TO DO: A partial copy is required: transcribe exactly the lines from the one containing "query | water surface" through the last line below, without any pictures.
>> Start DATASET ENTRIES
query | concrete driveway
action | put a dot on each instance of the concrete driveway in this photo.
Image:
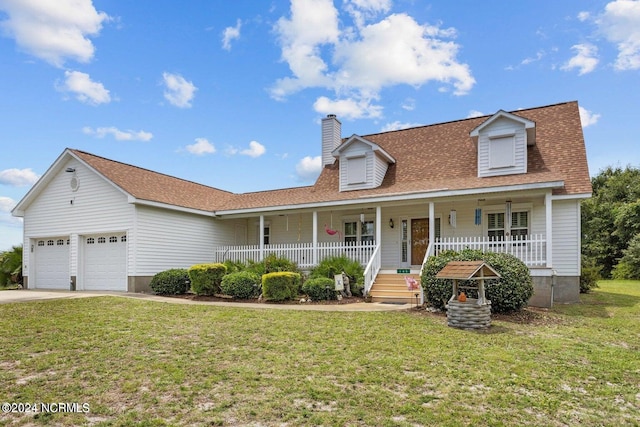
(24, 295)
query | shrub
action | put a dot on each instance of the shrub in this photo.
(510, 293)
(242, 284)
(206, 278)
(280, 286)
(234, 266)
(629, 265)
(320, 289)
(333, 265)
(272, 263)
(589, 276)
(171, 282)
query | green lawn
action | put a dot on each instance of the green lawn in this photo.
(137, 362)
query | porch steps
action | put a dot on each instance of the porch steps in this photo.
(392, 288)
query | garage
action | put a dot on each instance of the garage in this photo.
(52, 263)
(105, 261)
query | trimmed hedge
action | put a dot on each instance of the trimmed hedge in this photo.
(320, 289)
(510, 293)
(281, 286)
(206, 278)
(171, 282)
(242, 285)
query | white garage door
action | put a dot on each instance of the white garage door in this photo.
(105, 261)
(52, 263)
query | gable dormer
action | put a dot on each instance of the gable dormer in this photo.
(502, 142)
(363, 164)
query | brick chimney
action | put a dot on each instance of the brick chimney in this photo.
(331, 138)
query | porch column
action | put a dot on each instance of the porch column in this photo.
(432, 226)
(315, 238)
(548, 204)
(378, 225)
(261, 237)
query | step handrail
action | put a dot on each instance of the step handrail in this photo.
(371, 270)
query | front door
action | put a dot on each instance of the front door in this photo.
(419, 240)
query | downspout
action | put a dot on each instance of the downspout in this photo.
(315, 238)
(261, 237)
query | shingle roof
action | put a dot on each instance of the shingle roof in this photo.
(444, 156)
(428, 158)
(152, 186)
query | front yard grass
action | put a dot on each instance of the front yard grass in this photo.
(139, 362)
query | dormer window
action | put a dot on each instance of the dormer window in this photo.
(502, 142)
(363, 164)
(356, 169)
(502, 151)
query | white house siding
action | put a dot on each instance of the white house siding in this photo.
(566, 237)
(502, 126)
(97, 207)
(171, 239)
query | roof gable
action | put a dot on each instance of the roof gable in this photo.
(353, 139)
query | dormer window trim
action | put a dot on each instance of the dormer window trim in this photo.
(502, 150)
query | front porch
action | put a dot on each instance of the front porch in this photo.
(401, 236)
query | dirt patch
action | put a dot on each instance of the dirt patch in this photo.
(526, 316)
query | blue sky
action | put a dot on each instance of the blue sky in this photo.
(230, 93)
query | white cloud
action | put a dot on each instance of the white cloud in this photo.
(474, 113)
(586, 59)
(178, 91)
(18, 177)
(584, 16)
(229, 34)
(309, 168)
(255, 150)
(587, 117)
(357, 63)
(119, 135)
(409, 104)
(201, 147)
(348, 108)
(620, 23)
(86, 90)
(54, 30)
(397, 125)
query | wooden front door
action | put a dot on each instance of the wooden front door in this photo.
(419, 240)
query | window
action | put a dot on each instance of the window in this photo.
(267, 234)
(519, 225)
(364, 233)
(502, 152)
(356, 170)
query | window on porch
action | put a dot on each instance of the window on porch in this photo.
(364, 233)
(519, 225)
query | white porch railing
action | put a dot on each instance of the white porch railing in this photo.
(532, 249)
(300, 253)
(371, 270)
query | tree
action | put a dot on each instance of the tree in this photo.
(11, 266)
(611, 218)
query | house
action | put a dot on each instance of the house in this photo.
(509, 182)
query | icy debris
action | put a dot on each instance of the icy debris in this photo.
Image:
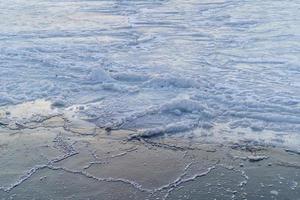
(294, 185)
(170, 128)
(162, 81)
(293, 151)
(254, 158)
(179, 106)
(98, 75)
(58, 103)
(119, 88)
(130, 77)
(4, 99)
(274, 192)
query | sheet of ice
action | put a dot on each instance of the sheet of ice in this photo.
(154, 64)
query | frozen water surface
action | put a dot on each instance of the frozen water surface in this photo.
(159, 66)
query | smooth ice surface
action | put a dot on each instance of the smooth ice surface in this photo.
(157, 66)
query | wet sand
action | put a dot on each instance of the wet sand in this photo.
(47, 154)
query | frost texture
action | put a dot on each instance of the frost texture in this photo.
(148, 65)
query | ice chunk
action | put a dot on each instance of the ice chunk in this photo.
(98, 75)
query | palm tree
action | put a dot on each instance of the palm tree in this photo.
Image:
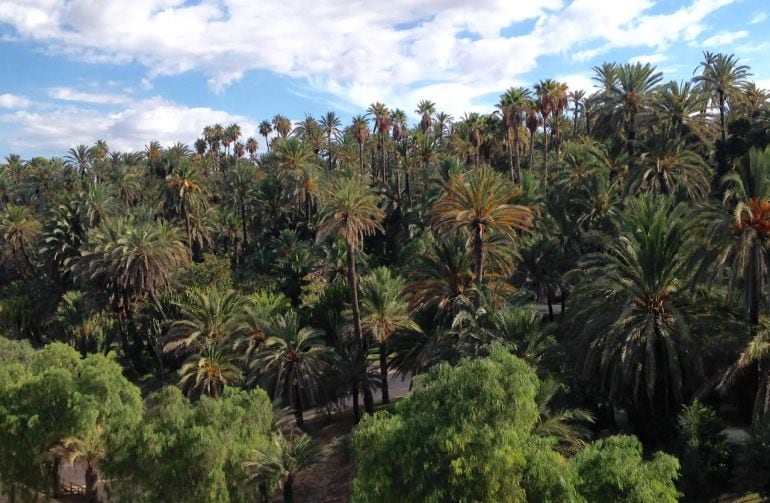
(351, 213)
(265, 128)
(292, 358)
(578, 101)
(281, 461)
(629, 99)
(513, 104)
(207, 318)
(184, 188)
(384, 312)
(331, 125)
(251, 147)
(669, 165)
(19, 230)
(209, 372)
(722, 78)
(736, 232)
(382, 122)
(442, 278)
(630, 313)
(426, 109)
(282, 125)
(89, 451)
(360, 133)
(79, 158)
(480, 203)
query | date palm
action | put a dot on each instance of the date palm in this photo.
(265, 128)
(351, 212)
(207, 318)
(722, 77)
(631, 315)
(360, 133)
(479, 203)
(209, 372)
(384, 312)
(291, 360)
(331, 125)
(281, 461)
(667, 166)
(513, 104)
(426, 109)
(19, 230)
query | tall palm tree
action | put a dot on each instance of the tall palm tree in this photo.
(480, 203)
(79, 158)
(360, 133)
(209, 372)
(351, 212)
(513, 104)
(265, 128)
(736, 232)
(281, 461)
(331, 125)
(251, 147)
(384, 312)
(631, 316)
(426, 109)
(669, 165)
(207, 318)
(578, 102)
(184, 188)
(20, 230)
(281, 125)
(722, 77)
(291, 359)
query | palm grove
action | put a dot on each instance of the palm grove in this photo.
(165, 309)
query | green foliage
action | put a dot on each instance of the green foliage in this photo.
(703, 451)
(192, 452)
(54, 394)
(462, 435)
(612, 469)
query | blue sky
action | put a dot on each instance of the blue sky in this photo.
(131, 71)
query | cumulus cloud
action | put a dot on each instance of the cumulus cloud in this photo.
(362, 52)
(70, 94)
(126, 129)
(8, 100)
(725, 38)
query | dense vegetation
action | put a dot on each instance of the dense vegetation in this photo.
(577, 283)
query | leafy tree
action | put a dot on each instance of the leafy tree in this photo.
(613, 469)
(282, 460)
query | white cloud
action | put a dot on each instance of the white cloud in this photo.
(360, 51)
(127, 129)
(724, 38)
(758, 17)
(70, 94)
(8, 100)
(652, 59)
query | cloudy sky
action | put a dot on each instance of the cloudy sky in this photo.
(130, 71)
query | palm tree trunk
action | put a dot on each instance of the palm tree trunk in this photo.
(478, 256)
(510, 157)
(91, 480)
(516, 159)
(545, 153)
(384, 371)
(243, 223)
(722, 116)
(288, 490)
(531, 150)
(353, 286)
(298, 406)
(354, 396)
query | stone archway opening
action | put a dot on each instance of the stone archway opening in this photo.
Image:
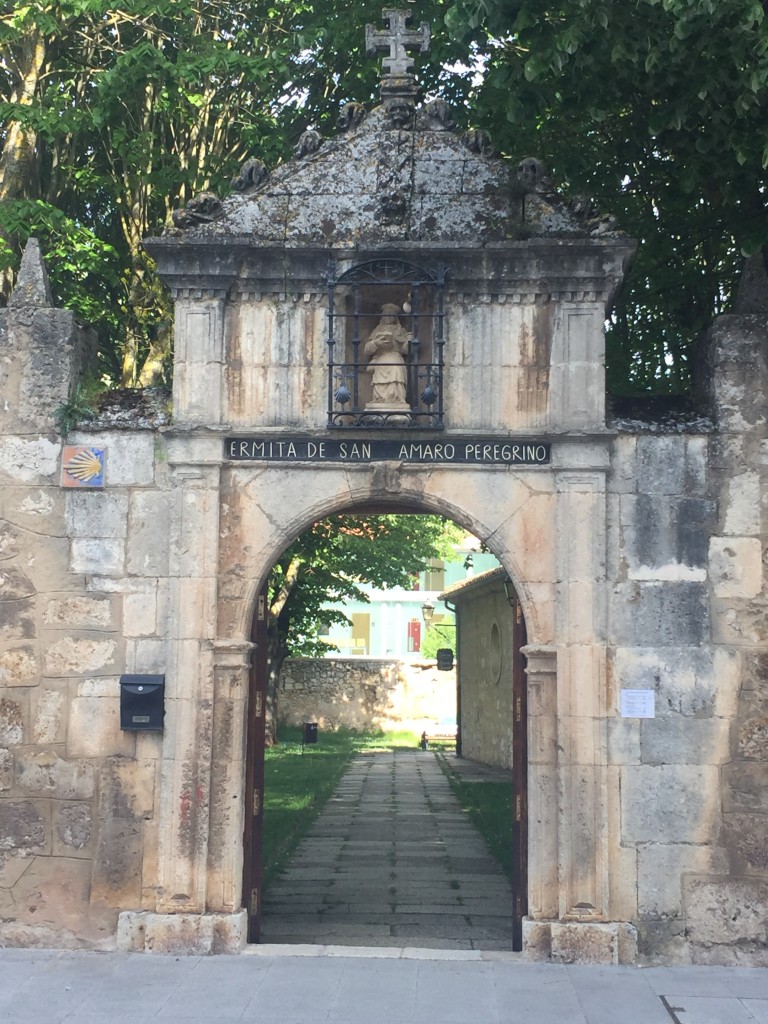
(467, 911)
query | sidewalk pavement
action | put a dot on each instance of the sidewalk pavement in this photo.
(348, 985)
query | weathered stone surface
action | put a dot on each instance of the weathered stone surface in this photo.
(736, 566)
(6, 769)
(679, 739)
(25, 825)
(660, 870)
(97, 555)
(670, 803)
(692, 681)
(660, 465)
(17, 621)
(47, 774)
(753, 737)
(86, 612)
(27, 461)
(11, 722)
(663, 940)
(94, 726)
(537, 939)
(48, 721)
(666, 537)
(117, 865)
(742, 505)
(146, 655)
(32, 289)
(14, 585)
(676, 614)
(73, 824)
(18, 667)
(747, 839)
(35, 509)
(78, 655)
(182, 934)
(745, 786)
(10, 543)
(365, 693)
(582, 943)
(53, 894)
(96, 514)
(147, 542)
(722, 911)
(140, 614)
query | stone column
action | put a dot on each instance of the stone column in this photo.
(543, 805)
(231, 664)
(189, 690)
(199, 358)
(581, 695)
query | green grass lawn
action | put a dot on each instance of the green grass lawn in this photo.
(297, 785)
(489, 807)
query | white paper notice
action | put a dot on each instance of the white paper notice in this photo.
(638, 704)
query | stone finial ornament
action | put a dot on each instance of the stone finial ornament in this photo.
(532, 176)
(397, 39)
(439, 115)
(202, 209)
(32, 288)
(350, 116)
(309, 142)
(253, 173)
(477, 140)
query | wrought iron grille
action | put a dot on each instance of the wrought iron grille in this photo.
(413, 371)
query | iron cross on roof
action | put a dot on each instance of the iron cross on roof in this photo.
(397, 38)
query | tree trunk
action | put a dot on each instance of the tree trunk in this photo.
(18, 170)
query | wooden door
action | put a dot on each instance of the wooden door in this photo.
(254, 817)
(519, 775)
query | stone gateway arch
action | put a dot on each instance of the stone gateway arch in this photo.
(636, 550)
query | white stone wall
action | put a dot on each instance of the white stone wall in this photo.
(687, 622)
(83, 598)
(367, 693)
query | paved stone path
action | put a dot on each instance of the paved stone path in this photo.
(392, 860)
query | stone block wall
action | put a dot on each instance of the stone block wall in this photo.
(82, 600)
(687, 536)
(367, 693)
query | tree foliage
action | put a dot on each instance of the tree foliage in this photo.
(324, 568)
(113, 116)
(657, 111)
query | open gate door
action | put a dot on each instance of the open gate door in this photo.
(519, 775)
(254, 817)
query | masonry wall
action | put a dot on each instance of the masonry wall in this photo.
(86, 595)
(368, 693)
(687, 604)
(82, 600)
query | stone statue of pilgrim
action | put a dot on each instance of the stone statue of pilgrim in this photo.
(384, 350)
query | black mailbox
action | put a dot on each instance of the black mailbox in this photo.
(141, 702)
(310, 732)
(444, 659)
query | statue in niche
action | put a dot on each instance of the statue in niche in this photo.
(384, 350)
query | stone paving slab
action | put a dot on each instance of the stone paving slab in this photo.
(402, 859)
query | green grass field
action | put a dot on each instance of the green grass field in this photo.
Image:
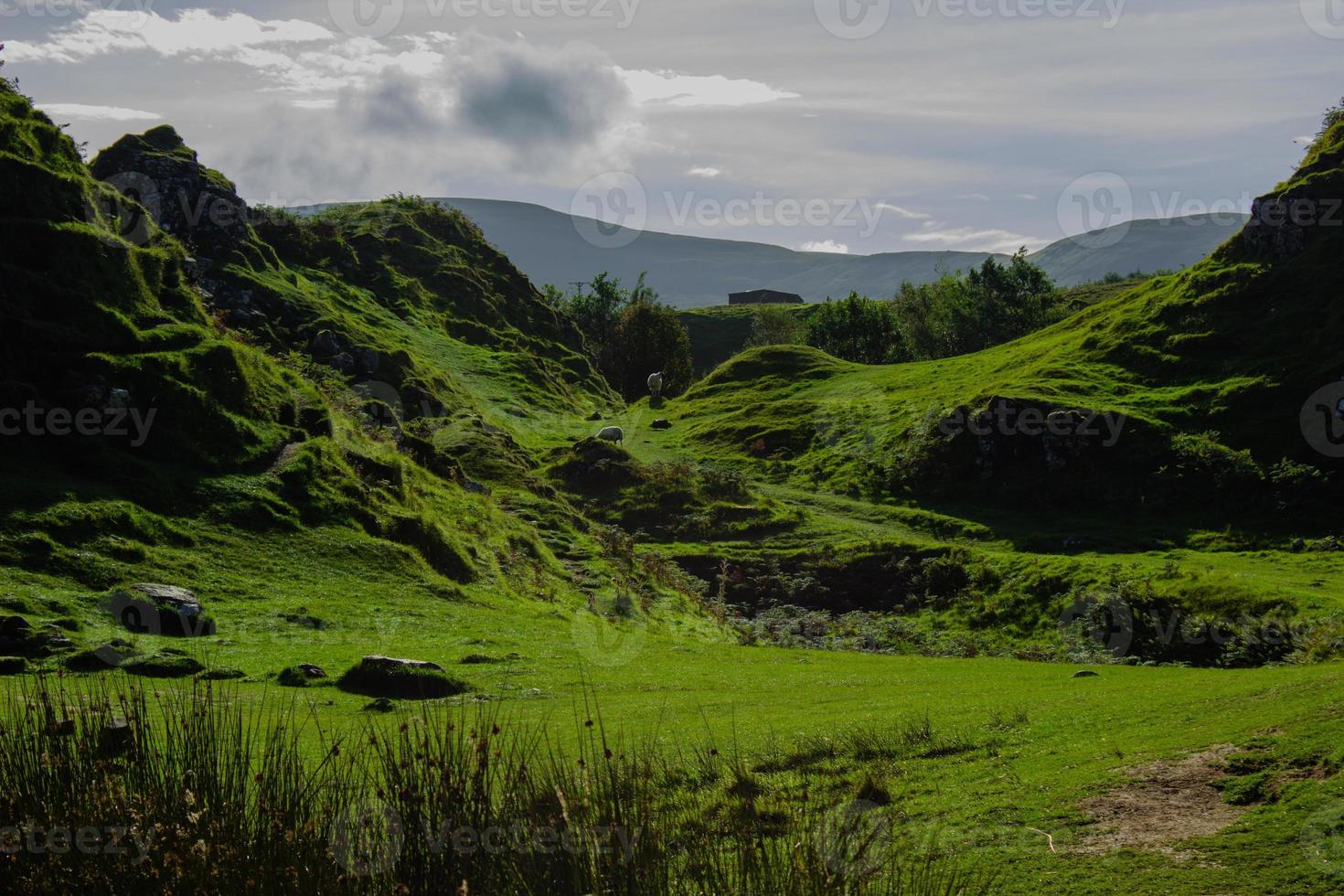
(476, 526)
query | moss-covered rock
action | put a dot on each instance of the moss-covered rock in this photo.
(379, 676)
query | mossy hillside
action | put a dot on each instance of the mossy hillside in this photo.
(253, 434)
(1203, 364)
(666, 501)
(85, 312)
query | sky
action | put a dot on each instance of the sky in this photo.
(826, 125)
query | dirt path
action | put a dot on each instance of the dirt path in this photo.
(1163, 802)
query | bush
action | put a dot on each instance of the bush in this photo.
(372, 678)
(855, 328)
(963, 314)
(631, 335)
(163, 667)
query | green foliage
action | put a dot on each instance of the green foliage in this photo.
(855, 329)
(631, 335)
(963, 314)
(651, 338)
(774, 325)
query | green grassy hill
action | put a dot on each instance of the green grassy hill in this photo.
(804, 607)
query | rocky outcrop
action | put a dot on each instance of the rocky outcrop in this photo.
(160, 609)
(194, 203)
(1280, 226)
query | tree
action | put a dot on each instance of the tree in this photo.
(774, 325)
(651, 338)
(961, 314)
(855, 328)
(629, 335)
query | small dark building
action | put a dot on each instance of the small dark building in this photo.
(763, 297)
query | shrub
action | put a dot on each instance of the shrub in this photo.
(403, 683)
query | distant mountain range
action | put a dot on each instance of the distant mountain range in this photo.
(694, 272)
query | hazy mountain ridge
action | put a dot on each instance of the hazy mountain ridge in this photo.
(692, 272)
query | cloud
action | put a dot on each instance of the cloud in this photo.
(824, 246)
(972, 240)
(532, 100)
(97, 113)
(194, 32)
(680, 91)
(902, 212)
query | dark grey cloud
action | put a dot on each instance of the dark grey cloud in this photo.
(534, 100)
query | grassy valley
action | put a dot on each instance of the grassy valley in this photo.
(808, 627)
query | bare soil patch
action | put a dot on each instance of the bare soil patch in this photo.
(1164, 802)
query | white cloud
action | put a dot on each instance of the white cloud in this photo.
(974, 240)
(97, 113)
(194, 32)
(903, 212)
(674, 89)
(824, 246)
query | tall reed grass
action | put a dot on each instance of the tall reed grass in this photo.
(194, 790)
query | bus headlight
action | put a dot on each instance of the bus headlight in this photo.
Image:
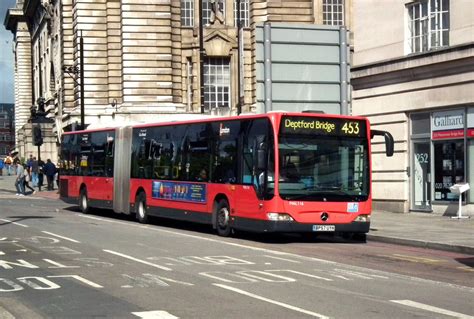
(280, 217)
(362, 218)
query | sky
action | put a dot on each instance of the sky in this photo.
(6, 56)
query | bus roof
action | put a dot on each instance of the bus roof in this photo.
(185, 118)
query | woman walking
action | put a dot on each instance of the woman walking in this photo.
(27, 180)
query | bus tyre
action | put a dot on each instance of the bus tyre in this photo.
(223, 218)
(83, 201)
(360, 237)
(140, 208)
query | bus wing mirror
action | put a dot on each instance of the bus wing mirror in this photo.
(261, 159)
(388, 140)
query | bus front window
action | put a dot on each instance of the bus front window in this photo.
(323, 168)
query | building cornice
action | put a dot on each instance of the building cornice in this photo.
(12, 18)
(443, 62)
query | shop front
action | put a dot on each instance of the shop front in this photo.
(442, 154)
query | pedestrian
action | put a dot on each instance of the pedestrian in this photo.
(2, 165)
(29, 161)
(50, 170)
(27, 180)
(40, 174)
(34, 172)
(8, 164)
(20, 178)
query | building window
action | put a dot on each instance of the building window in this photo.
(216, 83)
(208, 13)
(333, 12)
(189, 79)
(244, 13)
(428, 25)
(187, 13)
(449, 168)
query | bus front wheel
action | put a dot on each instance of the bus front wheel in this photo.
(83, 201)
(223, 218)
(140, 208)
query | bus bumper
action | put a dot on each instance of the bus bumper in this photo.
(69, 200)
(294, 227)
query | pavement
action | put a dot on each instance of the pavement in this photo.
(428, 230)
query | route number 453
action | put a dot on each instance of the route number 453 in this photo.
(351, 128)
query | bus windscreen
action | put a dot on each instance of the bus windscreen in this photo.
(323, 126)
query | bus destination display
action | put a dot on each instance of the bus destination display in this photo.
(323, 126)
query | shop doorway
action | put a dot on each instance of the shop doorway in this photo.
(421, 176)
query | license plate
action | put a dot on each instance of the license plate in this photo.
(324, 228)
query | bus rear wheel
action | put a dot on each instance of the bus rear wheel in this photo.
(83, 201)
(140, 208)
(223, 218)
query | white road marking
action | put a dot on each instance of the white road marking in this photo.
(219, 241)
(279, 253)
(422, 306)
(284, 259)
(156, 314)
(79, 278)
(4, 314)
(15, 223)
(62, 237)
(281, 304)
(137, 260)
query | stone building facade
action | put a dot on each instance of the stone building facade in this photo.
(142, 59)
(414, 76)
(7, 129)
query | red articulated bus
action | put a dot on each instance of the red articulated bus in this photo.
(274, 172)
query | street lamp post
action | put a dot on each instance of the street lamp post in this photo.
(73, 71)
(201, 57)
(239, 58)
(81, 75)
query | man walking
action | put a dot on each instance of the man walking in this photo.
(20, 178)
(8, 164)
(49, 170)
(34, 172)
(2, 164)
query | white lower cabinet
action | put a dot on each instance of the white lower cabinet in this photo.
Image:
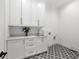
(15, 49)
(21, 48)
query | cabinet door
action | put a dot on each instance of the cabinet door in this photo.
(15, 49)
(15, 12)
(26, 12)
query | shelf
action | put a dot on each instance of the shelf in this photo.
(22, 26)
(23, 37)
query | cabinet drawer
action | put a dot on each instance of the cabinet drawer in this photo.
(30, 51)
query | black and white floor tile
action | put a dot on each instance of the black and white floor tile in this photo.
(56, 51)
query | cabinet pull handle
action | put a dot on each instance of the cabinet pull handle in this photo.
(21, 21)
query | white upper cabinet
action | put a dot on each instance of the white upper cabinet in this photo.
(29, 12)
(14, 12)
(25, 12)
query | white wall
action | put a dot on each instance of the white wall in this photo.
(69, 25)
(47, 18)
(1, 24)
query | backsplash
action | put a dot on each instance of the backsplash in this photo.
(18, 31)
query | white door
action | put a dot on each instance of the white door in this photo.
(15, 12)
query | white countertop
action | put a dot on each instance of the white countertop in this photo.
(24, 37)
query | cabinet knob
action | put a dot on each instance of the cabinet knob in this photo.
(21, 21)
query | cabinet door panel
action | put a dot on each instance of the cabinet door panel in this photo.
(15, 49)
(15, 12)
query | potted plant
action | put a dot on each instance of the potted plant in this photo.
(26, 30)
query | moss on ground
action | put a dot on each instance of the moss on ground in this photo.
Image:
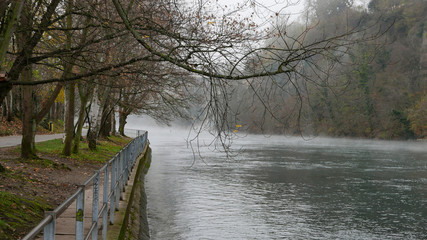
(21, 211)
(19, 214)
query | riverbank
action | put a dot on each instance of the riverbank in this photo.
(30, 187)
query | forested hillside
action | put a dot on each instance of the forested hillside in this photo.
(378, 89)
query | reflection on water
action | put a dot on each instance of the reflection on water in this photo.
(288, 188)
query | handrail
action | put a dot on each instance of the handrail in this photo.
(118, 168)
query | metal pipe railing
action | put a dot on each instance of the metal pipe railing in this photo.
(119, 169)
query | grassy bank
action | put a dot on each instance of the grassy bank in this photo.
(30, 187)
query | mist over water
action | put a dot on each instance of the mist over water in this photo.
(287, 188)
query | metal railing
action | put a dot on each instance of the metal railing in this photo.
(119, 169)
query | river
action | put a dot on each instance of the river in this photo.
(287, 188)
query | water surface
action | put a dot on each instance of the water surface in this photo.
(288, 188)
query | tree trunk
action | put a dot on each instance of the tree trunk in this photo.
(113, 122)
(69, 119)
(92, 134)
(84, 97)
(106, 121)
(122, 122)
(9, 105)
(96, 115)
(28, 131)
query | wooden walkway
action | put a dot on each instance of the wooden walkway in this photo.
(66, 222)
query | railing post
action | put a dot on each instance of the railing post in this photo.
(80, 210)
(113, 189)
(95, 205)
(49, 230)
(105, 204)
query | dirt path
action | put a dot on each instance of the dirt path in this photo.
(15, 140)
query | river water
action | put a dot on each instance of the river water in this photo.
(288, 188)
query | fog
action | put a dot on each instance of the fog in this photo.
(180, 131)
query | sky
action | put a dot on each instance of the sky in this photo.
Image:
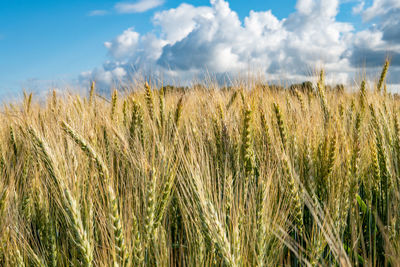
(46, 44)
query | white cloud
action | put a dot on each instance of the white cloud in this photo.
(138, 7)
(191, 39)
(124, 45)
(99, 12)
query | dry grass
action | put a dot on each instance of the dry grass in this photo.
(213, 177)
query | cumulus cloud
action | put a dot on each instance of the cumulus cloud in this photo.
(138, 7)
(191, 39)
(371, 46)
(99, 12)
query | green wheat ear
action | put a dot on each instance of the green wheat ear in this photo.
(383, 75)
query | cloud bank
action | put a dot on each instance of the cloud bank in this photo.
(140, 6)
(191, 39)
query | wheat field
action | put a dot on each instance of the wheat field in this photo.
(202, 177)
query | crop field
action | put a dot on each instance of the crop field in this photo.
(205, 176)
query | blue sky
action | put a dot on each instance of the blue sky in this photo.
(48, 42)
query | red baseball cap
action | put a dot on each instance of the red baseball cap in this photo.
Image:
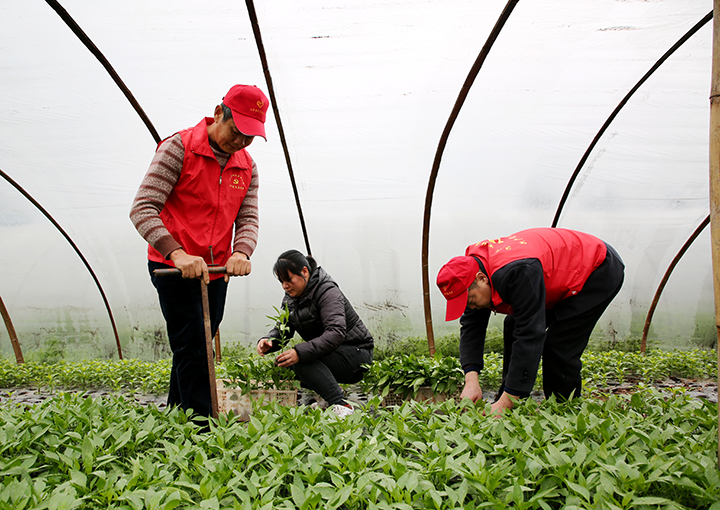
>> End DATASET ENTRIES
SOLUTION TO THE PROBLEM:
query | water surface
action | put a dot on each instance of the water surface in this photo.
(288, 188)
query | tree trunk
action | put a dot on each instance of the tree trunk in this photo.
(113, 122)
(69, 119)
(92, 134)
(84, 97)
(106, 121)
(122, 122)
(9, 105)
(96, 115)
(28, 131)
query | wooden walkway
action | put a dot on each instance of the wooden walkway in this photo.
(66, 222)
query | railing post
action | put a dot on each instance of the railing post in this photo.
(80, 210)
(113, 189)
(95, 205)
(49, 230)
(105, 204)
query | dirt path
action | put a dot on each instance of the dirt path in this photo.
(15, 140)
query | river water
action | put a dot on each instance of the river water in this photo.
(288, 188)
query | fog
action | put a dot on each instance of the fog in this photo.
(180, 131)
query | sky
action | put a dot on each instance of the sky in this photo.
Image:
(46, 44)
query | white cloud
action | put a dot on each instance of the white cloud in this photo.
(138, 7)
(191, 39)
(124, 45)
(99, 12)
query | dry grass
action | put a dot on each instance of the dry grass in this photo.
(213, 177)
query | cumulus cloud
action | put a dot on each instance of the cumulus cloud in this photo.
(138, 7)
(191, 39)
(371, 46)
(99, 12)
query | green wheat ear
action | put a dot on each instance of the green wheat ear in this photo.
(383, 75)
query | cloud bank
action | put a dot on each instance of the cloud bank in this photo.
(140, 6)
(191, 39)
query | wheat field
action | put a dot on each instance of the wheat field in this photo.
(202, 177)
query | crop field
action | put a dot on each instance of the crop field in this photo.
(205, 176)
query | blue sky
action | put a dot on each instance of the blue sky in this photo.
(48, 42)
query | red baseball cap
action | put a dot on each instance of the red baseball cap in this photo.
Image:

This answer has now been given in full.